[Object location annotation data]
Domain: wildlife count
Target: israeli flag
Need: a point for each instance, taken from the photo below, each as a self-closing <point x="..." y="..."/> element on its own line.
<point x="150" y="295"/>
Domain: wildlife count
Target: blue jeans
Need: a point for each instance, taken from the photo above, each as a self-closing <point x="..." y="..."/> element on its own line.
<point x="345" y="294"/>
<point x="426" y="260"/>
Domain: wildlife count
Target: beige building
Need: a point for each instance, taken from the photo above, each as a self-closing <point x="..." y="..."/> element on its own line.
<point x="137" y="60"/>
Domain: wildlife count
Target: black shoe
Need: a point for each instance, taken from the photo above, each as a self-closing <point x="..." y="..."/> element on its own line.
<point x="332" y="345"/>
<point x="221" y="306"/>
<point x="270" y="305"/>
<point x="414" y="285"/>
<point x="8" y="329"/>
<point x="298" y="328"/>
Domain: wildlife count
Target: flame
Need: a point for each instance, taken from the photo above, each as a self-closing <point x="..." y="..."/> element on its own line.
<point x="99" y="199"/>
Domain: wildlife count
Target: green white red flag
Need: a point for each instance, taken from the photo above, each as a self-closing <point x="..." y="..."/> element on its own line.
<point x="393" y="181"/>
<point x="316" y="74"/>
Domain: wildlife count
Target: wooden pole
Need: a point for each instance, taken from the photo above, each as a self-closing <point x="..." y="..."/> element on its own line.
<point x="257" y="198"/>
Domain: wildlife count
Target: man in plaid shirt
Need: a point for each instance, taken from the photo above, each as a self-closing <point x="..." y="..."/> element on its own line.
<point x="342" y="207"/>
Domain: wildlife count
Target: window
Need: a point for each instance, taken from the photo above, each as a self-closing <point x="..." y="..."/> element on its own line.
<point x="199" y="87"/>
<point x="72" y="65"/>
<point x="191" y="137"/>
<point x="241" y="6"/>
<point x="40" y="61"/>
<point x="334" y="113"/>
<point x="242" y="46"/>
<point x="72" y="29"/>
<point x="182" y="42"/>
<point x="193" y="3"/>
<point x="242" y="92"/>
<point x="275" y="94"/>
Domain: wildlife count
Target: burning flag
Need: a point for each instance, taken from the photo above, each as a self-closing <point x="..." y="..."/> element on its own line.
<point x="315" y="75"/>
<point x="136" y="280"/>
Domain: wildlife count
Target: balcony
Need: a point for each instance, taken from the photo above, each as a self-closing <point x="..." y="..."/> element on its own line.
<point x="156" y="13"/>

Required task
Transcribe all the entries, keeping each one exactly as it is.

Full solution
Domain: wildlife count
Target: israeli flag
Need: a point for each instance, taken from the photo below, each as a self-closing <point x="..." y="..."/> element on its own line.
<point x="150" y="295"/>
Domain: wildlife count
Target: blue jeans
Need: a point for each instance, taken from the photo above, each as a self-closing <point x="..." y="..."/> element on its own line.
<point x="345" y="294"/>
<point x="426" y="260"/>
Domain: wildlife count
Target: beige building
Need: a point for each instance, taken from the photo above, each as a self-closing <point x="..." y="..."/> element on its own line.
<point x="137" y="60"/>
Domain: wildlife count
Target: black shoe
Need: a point for each instance, taken from the photo above, each as a self-closing <point x="..." y="..."/> element on its own line.
<point x="332" y="345"/>
<point x="221" y="306"/>
<point x="270" y="305"/>
<point x="414" y="285"/>
<point x="8" y="329"/>
<point x="298" y="328"/>
Domain: wildlife count
Target: flame
Need: a point for each instance, taken from the photo above, each as a self-closing <point x="..." y="..."/> element on its own line.
<point x="99" y="199"/>
Domain: wildlife count
Target: green white red flag
Need: a point for each instance, taken from the photo above, each as a self-closing <point x="..." y="..."/> element on its own line.
<point x="393" y="181"/>
<point x="316" y="74"/>
Domain: wildlife count
Target: wooden pole
Need: a point for each instance, taken from the photo above, each as a self-closing <point x="..." y="..."/> element on its own line.
<point x="257" y="198"/>
Domain: wildlife count
Target: man in plaid shirt
Need: a point for each instance, taken from the photo above, each as a self-closing <point x="..." y="..."/> element on its own line.
<point x="342" y="207"/>
Domain: wildlife count
Target: window
Need: a point for each instance, taken from the photo above, each as a self-closing <point x="..." y="..."/> element on its own line.
<point x="199" y="87"/>
<point x="72" y="65"/>
<point x="191" y="137"/>
<point x="241" y="6"/>
<point x="40" y="61"/>
<point x="334" y="113"/>
<point x="242" y="46"/>
<point x="72" y="29"/>
<point x="182" y="42"/>
<point x="193" y="3"/>
<point x="242" y="92"/>
<point x="275" y="94"/>
Domain: wildlife count
Target: burning flag
Need: a point for each instance, taken from the photo above, each as a self-closing <point x="..." y="..."/> element on its own line.
<point x="315" y="75"/>
<point x="136" y="280"/>
Domain: wildlife count
Target: balcony
Need: a point for each instance, taken from the photo above, each as a self-closing <point x="..." y="..."/> element on its own line.
<point x="156" y="13"/>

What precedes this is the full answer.